Given instruction - Reproduce the data exactly and drop any pictures it holds.

----- Provided data -----

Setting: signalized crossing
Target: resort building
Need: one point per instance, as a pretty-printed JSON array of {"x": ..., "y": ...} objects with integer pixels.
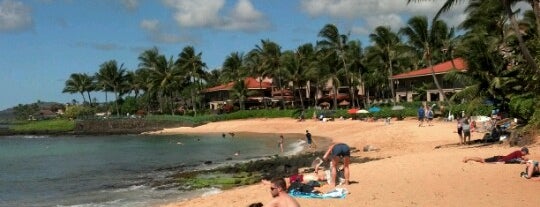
[
  {"x": 218, "y": 97},
  {"x": 406, "y": 82}
]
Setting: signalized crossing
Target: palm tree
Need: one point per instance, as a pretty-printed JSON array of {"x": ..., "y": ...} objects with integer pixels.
[
  {"x": 240, "y": 92},
  {"x": 335, "y": 45},
  {"x": 268, "y": 56},
  {"x": 426, "y": 39},
  {"x": 355, "y": 55},
  {"x": 79, "y": 83},
  {"x": 233, "y": 68},
  {"x": 386, "y": 45},
  {"x": 299, "y": 67},
  {"x": 507, "y": 7},
  {"x": 192, "y": 66},
  {"x": 112, "y": 76}
]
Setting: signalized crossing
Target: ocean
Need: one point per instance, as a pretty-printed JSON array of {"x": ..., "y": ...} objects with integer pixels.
[{"x": 102, "y": 171}]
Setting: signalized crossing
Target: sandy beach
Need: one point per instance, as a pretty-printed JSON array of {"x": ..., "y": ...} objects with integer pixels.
[{"x": 413, "y": 172}]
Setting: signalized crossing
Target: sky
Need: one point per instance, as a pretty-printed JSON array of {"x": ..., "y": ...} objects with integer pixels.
[{"x": 42, "y": 42}]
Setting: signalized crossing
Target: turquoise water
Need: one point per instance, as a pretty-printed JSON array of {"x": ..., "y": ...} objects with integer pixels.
[{"x": 117, "y": 170}]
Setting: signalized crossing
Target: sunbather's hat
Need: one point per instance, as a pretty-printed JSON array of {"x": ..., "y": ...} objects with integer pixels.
[{"x": 525, "y": 150}]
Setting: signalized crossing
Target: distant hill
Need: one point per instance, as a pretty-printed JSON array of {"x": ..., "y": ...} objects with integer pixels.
[{"x": 7, "y": 114}]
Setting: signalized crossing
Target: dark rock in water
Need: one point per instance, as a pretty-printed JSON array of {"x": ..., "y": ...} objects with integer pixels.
[{"x": 239, "y": 174}]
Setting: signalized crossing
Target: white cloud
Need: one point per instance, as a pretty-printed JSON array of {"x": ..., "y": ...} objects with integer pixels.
[
  {"x": 14, "y": 16},
  {"x": 369, "y": 14},
  {"x": 245, "y": 17},
  {"x": 130, "y": 4},
  {"x": 150, "y": 25},
  {"x": 155, "y": 33},
  {"x": 196, "y": 13},
  {"x": 209, "y": 14}
]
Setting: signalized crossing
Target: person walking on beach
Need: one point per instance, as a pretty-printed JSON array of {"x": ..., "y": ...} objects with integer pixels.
[
  {"x": 278, "y": 190},
  {"x": 280, "y": 142},
  {"x": 466, "y": 127},
  {"x": 421, "y": 113},
  {"x": 514, "y": 157},
  {"x": 308, "y": 139},
  {"x": 429, "y": 115},
  {"x": 333, "y": 153},
  {"x": 460, "y": 130}
]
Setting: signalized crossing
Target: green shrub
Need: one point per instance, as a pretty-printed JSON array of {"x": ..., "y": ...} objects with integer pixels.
[
  {"x": 79, "y": 111},
  {"x": 51, "y": 125}
]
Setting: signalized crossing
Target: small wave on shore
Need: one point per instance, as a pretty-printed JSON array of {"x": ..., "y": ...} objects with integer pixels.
[{"x": 34, "y": 136}]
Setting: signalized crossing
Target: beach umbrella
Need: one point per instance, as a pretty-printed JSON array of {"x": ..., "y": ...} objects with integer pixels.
[
  {"x": 344, "y": 103},
  {"x": 374, "y": 109},
  {"x": 362, "y": 111},
  {"x": 397, "y": 107},
  {"x": 352, "y": 111}
]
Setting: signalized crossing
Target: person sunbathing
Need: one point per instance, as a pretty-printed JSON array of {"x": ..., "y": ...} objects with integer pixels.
[
  {"x": 514, "y": 157},
  {"x": 531, "y": 170},
  {"x": 280, "y": 198}
]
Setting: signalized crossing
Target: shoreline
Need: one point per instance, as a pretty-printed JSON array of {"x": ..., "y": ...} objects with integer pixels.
[{"x": 413, "y": 173}]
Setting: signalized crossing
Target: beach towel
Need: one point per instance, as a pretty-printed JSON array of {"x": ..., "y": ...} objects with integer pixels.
[{"x": 336, "y": 193}]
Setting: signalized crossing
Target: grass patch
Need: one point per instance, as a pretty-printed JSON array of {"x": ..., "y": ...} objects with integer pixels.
[{"x": 52, "y": 125}]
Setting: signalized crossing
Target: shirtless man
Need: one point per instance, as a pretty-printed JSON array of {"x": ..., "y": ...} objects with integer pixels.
[
  {"x": 278, "y": 189},
  {"x": 334, "y": 153}
]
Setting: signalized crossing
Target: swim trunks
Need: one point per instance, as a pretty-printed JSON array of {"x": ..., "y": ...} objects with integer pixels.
[{"x": 341, "y": 150}]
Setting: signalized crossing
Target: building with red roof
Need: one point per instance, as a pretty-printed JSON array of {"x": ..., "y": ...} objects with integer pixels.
[
  {"x": 219, "y": 96},
  {"x": 405, "y": 83}
]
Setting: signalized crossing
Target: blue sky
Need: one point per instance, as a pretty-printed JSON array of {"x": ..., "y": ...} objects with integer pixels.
[{"x": 42, "y": 42}]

-----

Exercise output -
Setting: signalized crossing
Target: resort building
Need: one point per instance, as a pretty-printed JSON array of {"x": ..., "y": ...} objects with integer pixels.
[
  {"x": 218, "y": 97},
  {"x": 406, "y": 82}
]
Setting: signalized crossing
Target: palm tree
Need: one point per instance, as a pretty-printed JSON array of {"x": ..., "y": ...} objects with integer pixels.
[
  {"x": 240, "y": 92},
  {"x": 335, "y": 45},
  {"x": 268, "y": 56},
  {"x": 426, "y": 39},
  {"x": 355, "y": 55},
  {"x": 79, "y": 83},
  {"x": 233, "y": 68},
  {"x": 386, "y": 45},
  {"x": 299, "y": 67},
  {"x": 507, "y": 7},
  {"x": 192, "y": 66},
  {"x": 112, "y": 76}
]
Setting: signalized crossing
Target: ocean
Need: one point per instance, as a pretty-printed JSON array of {"x": ..., "y": ...} objects with integer pixels.
[{"x": 102, "y": 171}]
Setting: signalized crossing
Target: sandy beach
Need: one point per instance, as a pretty-printed JSON array of {"x": ..., "y": ...} objects with integer pixels.
[{"x": 413, "y": 172}]
Setting: signalized crossing
Target: sky
Need: one point per instance, as a pretty-printed JSON array of {"x": ..., "y": ...} objects with integer pixels.
[{"x": 42, "y": 42}]
Setting: signalized crossing
Target: turquoise water
Need: one point per instance, as a pretty-printed JSON array of {"x": ..., "y": ...} objects with integer pixels.
[{"x": 117, "y": 170}]
Setting: signalized crossing
Target: sunbather's hat
Need: one point per instance, as a pretty-printed JSON array of {"x": ..., "y": ...} objects with integer pixels.
[{"x": 525, "y": 150}]
Setting: signalized crossing
Target: distant hill
Need: one point per instance, as a pretty-printed JSON array of {"x": ..., "y": ...} objects with integer pixels.
[{"x": 7, "y": 114}]
Setting: signalized crossing
Target: dark rock in water
Need: one point per instance, as a pretty-printed JSON array of {"x": ..., "y": ...} objects with integer pixels.
[{"x": 239, "y": 174}]
Setting: signalized crossing
Target: white cloud
Need: one point per instance, as a pretty-printed JSON array of {"x": ..., "y": ...} objects with integer pixels.
[
  {"x": 14, "y": 16},
  {"x": 369, "y": 14},
  {"x": 245, "y": 17},
  {"x": 130, "y": 4},
  {"x": 150, "y": 25},
  {"x": 155, "y": 33},
  {"x": 196, "y": 13},
  {"x": 209, "y": 14}
]
Setting: signalized crossing
Target: person walking on beach
Need: one point per instance, as a pretty-printed JSON array of {"x": ..., "y": ...} objects with integer pixels.
[
  {"x": 278, "y": 190},
  {"x": 280, "y": 142},
  {"x": 466, "y": 127},
  {"x": 421, "y": 113},
  {"x": 514, "y": 157},
  {"x": 308, "y": 139},
  {"x": 429, "y": 115},
  {"x": 333, "y": 153},
  {"x": 460, "y": 130}
]
Setting: signalized crossing
Target: green shrub
Need: one point per instance, as a pretty-printed JSON array of {"x": ..., "y": ...} objects with integer pixels.
[
  {"x": 79, "y": 111},
  {"x": 51, "y": 125}
]
Setting: signalized crossing
Target: small wave on shore
Need: one point per instance, as a pretty-printed JSON array of {"x": ..., "y": ...} objects with integer pixels.
[{"x": 34, "y": 136}]
Setting: signalized crossing
Target: beach umbrella
Need: one point per instance, as a pretty-printed JSON array of {"x": ..., "y": ...} objects with integer pixels.
[
  {"x": 344, "y": 103},
  {"x": 374, "y": 109},
  {"x": 362, "y": 111},
  {"x": 397, "y": 107},
  {"x": 352, "y": 111}
]
Setting: signalized crossing
Target: person sunbathing
Need: one point per instance, as a pretty-printed JSON array of {"x": ..., "y": ...} objects with integer pixels.
[
  {"x": 514, "y": 157},
  {"x": 531, "y": 170},
  {"x": 280, "y": 198}
]
Setting: signalized crossing
Target: shoreline
Need: one point per instance, as a pretty-printed JSON array of {"x": ..., "y": ...} objects with integer pixels.
[{"x": 413, "y": 173}]
Setting: signalized crossing
Target: beach towel
Need: one point per instance, as a pretty-printed JSON array of {"x": ..., "y": ...} objects with integer pixels.
[{"x": 336, "y": 193}]
Setting: signalized crossing
Target: grass patch
Need: one point per instance, as a pretty-printed JSON array of {"x": ..., "y": ...} objects with integer pixels.
[{"x": 52, "y": 125}]
Setting: signalized crossing
Target: shirtless man
Need: one point per instance, as a pretty-printed JSON array of {"x": ..., "y": ...} objects with integer pixels.
[
  {"x": 278, "y": 189},
  {"x": 334, "y": 153}
]
Setting: signalized crossing
Target: swim trunks
Need: one point per instance, as a pretty-printed JSON array of {"x": ..., "y": ...} objects with integer pixels.
[{"x": 341, "y": 150}]
Setting: signalized crossing
Target: building with red roof
Need: one point per instance, as a pretty-printed JSON array of {"x": ..., "y": ...} objects with integer pixels.
[
  {"x": 219, "y": 96},
  {"x": 405, "y": 83}
]
Setting: signalized crossing
Target: blue sky
Need: one point per instance, as a pretty-printed JSON array of {"x": ..., "y": ...} objects with integer pixels.
[{"x": 42, "y": 42}]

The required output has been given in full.